═══ ТЕКСТ ═══

Читаем Шпандау: Тайный дневник полностью

18 февраля 1949 года. Мне приснилась долгая прогулка в лесу на северном берегу Хафельских озер, хотя там нет никаких лесов. Большие лиственные деревья напомнили мне, что до войны по моей инициативе начали восстанавливать лесные массивы Грюнвальда, вырубленные во времена Фридриха Великого. Там посадили вечнозеленые растения, и мне недавно сказали, что за прошедшие годы десятки тысяч молоденьких деревьев превратились в леса — один из немногих сохранившихся следов моей деятельности. Если через сто лет Грюнвальд и вправду станет зеленым, в этом будет и моя заслуга.

Устав от ходьбы, во сне я пожалел, что у меня нет велосипеда, и он тотчас появился. Теперь я качу по дорожкам, на низшей передаче поднимаюсь по склонам холмов. Наконец я выезжаю на широкую аллею, одну из тех, что я проектировал для Грюнвальда: со временем он стал бы больше Булонского леса, здесь разместились бы рестораны, конюшни верховых лошадей, игровые площадки и сады скульптур. Внезапно я съезжаю с аллеи на тропинку, ведущую на вершину холма, откуда открывается фантастический вид на Хафельские озера с их поросшими деревьями островками. Во сне перед моими глазами проплывают романтические пейзажи, напоминающие некоторые картины из моей коллекции: я вижу пинии и кипарисы, на островках среди деревьев проглядывают белые храмы, а с краю полукругом стоят белесые скульптуры.

═══ ИСХОДНЫЕ ДАННЫЕ ═══

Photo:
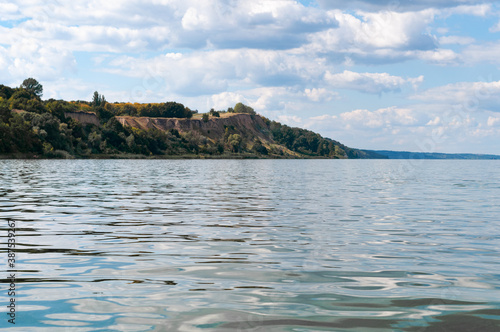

═══

УСЛОВИЕ ЗАДАНИЯ
Воспроизведите дословно часть дневника, начиная со слов «18 февраля 1949» и заканчивая словами «и моя заслуга.».

ОТВЕТ К ЗАДАНИЮ
18 февраля 1949 года. Мне приснилась долгая прогулка в лесу на северном берегу Хафельских озер, хотя там нет никаких лесов. Большие лиственные деревья напомнили мне, что до войны по моей инициативе начали восстанавливать лесные массивы Грюнвальда, вырубленные во времена Фридриха Великого. Там посадили вечнозеленые растения, и мне недавно сказали, что за прошедшие годы десятки тысяч молоденьких деревьев превратились в леса — один из немногих сохранившихся следов моей деятельности. Если через сто лет Грюнвальд и вправду станет зеленым, в этом будет и моя заслуга.